--- Aim ---
Write out word for word the material from the line containing "Target: soccer player in dark kit" through the line containing "70), (232, 82)]", inclusive, and nothing else.

--- Records shown ---

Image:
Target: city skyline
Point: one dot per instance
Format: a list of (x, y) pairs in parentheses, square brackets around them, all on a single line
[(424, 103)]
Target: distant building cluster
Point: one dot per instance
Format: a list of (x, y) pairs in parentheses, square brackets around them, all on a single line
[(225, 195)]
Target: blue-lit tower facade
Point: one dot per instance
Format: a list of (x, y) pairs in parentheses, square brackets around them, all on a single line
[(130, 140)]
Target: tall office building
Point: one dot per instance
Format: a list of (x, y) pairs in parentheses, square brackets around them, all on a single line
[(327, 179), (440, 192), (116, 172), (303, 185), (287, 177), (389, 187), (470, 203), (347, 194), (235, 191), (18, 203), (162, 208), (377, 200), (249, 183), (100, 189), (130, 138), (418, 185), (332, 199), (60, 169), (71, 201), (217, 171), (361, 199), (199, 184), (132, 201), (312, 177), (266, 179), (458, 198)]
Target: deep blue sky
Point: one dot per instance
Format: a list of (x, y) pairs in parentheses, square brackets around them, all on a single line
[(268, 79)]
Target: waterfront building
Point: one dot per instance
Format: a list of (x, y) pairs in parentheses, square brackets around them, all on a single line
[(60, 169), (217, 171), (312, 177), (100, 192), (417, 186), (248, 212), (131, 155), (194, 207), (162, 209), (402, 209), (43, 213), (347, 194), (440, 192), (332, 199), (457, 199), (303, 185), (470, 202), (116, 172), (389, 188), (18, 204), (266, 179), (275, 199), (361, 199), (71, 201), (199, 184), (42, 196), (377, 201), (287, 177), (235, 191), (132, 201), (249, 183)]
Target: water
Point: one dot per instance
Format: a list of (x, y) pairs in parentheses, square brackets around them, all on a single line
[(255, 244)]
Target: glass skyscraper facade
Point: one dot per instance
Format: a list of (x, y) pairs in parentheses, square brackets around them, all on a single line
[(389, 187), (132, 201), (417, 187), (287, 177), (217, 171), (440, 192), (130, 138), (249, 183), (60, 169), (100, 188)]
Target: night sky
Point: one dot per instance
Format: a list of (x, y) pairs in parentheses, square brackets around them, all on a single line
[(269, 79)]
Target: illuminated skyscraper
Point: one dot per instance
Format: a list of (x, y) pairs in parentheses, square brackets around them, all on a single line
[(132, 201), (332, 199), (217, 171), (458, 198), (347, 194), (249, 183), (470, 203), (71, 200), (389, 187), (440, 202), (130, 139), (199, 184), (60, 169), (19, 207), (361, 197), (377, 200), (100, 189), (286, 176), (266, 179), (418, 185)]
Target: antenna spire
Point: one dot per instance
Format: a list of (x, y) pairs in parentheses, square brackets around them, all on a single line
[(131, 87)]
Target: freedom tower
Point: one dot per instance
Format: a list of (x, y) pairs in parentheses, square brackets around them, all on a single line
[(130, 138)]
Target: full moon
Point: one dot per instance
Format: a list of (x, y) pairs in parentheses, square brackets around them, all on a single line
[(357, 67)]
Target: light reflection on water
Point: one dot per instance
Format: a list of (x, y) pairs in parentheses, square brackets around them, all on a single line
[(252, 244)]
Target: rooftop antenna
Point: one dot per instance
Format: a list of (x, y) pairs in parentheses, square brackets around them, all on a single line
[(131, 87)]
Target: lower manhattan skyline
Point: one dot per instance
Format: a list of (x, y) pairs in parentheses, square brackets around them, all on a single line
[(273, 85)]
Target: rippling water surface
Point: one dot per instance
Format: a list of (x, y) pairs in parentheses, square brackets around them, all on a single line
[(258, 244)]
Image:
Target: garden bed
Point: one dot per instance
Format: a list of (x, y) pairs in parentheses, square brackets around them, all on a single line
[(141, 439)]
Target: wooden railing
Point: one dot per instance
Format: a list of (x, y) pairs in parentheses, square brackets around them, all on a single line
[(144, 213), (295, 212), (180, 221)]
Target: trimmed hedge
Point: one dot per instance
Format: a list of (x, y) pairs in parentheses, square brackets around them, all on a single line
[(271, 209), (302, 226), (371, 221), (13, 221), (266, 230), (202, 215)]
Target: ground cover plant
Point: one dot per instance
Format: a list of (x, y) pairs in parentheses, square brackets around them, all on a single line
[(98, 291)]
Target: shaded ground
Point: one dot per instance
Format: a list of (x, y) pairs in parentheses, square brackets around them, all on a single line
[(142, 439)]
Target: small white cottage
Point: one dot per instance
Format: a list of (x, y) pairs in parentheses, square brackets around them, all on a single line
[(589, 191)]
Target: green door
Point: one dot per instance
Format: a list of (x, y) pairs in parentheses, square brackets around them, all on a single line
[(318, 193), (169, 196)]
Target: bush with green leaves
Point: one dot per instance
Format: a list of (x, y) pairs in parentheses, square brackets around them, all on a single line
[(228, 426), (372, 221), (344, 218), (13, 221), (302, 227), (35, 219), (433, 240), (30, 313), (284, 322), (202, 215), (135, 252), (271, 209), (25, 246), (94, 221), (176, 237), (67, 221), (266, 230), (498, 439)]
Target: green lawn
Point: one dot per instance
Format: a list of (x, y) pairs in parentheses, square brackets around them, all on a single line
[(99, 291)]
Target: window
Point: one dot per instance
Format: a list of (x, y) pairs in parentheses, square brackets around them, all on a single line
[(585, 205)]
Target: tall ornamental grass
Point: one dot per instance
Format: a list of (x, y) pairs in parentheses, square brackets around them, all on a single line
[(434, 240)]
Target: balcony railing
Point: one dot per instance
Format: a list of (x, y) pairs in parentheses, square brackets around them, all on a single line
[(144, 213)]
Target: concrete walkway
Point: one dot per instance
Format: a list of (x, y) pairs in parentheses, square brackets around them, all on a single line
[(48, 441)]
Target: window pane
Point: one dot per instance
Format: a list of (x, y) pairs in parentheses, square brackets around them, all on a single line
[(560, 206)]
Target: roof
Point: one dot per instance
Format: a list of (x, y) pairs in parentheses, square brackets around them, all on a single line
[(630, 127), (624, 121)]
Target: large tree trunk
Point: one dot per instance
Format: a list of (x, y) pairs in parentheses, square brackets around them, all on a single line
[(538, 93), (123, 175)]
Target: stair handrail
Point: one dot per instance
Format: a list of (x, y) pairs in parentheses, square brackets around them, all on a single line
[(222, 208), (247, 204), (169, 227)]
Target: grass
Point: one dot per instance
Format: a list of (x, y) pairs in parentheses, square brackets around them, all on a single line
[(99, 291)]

---

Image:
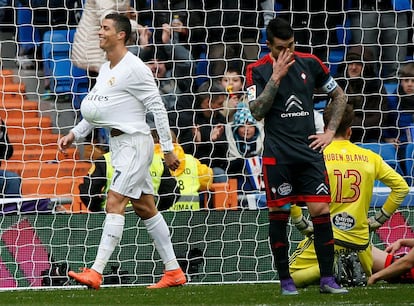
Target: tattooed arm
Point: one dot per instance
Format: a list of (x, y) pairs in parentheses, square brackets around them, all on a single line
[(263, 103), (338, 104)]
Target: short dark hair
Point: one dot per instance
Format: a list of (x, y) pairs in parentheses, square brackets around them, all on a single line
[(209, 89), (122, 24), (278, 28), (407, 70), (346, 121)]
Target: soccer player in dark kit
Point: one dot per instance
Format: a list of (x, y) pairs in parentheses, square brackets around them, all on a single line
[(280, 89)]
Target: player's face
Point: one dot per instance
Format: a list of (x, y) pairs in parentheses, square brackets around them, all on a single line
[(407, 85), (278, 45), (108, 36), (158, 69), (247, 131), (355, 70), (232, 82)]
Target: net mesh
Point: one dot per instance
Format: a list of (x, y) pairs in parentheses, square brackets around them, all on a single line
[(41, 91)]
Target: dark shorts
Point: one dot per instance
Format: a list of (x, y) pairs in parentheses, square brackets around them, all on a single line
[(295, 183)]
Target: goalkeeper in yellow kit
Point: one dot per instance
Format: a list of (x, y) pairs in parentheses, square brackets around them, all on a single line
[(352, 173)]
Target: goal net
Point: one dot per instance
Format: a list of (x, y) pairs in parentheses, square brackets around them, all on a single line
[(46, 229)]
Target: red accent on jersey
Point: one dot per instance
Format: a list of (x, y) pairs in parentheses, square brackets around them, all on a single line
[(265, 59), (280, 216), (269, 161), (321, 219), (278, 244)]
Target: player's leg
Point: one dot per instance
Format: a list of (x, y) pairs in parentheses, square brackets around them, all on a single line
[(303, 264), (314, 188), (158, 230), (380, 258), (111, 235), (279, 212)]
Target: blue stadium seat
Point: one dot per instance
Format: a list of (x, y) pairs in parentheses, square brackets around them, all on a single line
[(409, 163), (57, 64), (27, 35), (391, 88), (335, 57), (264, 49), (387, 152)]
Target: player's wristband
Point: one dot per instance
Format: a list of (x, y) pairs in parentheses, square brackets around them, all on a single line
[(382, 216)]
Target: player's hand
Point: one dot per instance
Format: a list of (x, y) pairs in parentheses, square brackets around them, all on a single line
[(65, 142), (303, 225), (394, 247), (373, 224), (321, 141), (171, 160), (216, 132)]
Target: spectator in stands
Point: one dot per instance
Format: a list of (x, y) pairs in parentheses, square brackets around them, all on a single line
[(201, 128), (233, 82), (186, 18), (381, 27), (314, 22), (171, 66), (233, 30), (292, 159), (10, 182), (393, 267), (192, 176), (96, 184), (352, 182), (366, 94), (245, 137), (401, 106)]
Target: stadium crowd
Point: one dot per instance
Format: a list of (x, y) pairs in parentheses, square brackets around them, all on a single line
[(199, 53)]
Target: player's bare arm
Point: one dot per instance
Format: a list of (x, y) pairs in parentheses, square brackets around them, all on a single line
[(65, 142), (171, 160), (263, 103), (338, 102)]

--- Finished answer ---
Target: soccer player in dark kit
Point: one dot per instance
Format: a list of (x, y) pairs in parentheses, square brackets around them, all on a single line
[(280, 89)]
Target: player's face
Point: one dot per instance
Format: a list of (x, y) pairs in parentheses, square brackets around them, all on a single line
[(407, 85), (278, 45), (108, 36), (158, 69), (247, 131), (355, 70), (232, 82)]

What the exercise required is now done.